[Dataset records]
* Start *
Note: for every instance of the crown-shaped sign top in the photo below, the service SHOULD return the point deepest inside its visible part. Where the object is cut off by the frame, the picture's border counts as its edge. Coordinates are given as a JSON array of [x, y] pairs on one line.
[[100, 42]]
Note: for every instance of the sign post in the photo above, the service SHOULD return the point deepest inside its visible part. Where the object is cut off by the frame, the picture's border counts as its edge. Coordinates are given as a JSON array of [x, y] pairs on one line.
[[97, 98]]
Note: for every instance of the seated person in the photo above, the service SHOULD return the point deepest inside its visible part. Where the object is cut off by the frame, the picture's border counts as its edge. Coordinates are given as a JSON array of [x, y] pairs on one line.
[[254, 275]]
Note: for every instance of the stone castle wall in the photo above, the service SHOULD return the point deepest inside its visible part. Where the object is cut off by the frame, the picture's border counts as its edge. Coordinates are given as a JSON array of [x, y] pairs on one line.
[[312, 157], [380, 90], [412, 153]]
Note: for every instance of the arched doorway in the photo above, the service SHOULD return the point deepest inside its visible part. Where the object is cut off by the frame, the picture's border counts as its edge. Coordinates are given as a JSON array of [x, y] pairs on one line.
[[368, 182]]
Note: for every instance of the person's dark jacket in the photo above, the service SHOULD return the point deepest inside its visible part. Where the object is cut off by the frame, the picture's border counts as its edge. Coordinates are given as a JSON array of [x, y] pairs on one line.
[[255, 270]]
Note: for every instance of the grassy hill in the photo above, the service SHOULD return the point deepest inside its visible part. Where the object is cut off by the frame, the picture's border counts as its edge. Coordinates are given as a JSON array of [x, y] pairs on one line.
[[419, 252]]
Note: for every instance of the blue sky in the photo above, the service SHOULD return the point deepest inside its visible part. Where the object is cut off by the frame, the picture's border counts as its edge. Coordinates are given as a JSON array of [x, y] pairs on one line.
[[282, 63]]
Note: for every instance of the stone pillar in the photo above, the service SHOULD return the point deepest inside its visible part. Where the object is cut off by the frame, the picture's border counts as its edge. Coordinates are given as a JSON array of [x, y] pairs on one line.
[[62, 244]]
* End *
■ Task details ■
Return every one of the items above unchanged, reproducing each line in its original order.

■ Solution to this problem ■
Note: for every instance of the crown-shaped sign top in the photo below, the service SHOULD return the point deepest inside its visible part. Where the object is cut off by the frame, the picture's border counts as its edge. Coordinates are given as a JSON array of [x, y] pairs on one line.
[[100, 42]]
Note: for every instance of the sign post in the photo above, the service SHOULD return the point deepest inside its visible part. Where the object is cut off by the frame, the picture's border counts as its edge. Coordinates are given as a JSON array of [x, y] pairs on one line.
[[97, 98]]
Note: for every instance of the seated person in the photo above, the service SHOULD return the point deepest inside its visible part. Where the object is cut off by the frame, the picture's border counts as its edge. Coordinates are given as a JSON array of [x, y] pairs on one line.
[[254, 275]]
Note: for every instance of the stone castle wall in the photo above, the service SHOULD return the point deepest inside its visible part. Where the object is cut off by the frame, the picture's border counts as its edge. Coordinates are given as a JSON array of [x, y] pairs on one line.
[[312, 157], [380, 90], [412, 153]]
Note: for every instance of the arched doorway in the photo above, the service SHOULD return the point deepest inside its visible part. Where the object is cut off by the frame, the picture's border counts as its edge. Coordinates are given as a JSON array of [x, y] pairs on one line.
[[368, 182]]
Note: for every instance of the person's dark jacket in the photo above, the service SHOULD return the point deepest inside its visible part. Where the object is cut off by the frame, the picture's border counts as its edge. Coordinates are given as a JSON array of [x, y] pairs on one line.
[[255, 270]]
Note: for every instance of the grassy hill in the photo above, the service SHOULD return the point deepest inside its visible part. Where the object is cut off by the frame, the picture's border counts as its edge. Coordinates are given as a JSON array of [x, y] pairs on one line.
[[419, 252]]
Note: for every instance of the blue sky in the photo above, the service SHOULD return the point deepest inside its visible part. Where the object is cut off by the frame, the picture's border counts as its edge. Coordinates are given as a JSON array of [x, y] pairs on one line.
[[282, 63]]
Note: for every instance of the stone pillar in the photo above, the service SHOULD return the point deepest inside its visible part. Where the object is cut off by the frame, the picture's border counts as its edge. Coordinates are given as a JSON array of [x, y] pairs on one line.
[[62, 244]]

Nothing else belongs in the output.